A <- B <- C     <- D <- E    (original repository)
\  clone  /        |_____| 
 \       /            |
  \     /     Ofc. work on the original repository was continued after cloning...
   \   /
     M <- N <- O <-P    (our "fork", commits from my team)

Now, my first goal is to get the following repository structure:

A <- B <- C <- N <- O <- P

What I have been trying to do now during the past few hours is the following:

    • Clone the original repository.
    • git diff > /path/to/patch from within the fork.
    • git apply within the original repository.
    • Works, but does not preserve the commits.
  1. Various other things that will not work.
    • Clone the original repository.
    • Create and switch to a new branch.
    • Reset it to the commit A using git reset --hard COMMIT_HASH_A.
    • Create a patch from N <- O <- P using git format-patch COMMIT_HASH_M --stdout > /path/to/patch on the fork.

> [Supplied records]:
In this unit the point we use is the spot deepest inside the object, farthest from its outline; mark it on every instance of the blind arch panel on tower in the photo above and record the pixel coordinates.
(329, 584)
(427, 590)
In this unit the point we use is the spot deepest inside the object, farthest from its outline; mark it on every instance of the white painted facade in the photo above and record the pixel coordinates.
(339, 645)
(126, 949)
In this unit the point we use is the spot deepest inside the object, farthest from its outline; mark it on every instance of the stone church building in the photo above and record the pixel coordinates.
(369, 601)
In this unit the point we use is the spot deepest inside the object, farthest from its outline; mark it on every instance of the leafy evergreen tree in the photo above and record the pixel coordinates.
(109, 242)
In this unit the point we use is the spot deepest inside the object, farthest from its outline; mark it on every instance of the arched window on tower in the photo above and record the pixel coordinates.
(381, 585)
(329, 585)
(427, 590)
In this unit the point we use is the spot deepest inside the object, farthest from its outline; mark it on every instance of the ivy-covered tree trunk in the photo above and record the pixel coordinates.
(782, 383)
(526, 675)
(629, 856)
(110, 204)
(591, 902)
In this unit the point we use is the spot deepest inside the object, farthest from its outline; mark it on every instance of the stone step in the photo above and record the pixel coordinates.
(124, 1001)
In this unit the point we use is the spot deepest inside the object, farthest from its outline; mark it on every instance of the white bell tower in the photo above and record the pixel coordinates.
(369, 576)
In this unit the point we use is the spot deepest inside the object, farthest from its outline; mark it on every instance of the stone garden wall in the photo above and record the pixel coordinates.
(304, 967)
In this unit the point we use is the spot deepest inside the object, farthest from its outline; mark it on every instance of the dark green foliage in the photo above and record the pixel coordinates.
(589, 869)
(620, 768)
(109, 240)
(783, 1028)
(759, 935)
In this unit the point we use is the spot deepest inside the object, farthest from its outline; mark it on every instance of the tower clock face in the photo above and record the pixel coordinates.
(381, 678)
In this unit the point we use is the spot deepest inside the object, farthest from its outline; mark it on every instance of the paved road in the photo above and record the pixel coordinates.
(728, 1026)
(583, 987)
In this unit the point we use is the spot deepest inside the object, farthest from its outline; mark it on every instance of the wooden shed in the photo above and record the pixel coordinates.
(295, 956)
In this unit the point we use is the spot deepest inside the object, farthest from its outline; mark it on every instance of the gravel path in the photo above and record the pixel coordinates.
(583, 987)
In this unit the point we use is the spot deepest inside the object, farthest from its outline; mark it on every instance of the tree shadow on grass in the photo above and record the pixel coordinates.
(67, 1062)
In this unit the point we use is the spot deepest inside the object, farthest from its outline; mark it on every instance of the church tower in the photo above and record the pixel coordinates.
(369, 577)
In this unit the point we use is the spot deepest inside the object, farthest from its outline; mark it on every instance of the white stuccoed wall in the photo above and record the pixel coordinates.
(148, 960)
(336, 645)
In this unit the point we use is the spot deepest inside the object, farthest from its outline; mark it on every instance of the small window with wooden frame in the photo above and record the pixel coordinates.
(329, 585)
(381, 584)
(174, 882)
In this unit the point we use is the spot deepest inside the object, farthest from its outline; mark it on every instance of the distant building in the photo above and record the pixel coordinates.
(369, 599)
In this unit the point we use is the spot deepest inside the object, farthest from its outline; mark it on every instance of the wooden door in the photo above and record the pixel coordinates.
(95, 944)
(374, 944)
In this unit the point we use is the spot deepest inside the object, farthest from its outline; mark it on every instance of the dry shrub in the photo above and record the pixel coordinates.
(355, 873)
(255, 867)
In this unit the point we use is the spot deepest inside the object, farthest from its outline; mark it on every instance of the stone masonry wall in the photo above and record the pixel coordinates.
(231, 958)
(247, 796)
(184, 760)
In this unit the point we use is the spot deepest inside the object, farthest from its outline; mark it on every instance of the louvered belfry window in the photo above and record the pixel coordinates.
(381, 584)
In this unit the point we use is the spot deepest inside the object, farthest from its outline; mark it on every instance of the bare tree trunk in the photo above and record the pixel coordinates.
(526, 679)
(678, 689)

> [Stated problem]:
Resume the post about replaying a fork's commits onto the original Git repository, starting after its final line.

> [The answer]:
    • Apply this patch on the original repository using git am -3 /path/to/patch. After resolving several conflicts such as the duplicate creation of empty files, this will result in the following error: fatal: sha1 information is lacking or useless (some_file_name). Repository lacks necessary blobs to fall back on 3-way merge. This is where I cannot get on.

So how do I create a repository including all commits from the original repository and from our team as described, so that eventually, a pull request could be sent to the original repository? Might a git-rebase help?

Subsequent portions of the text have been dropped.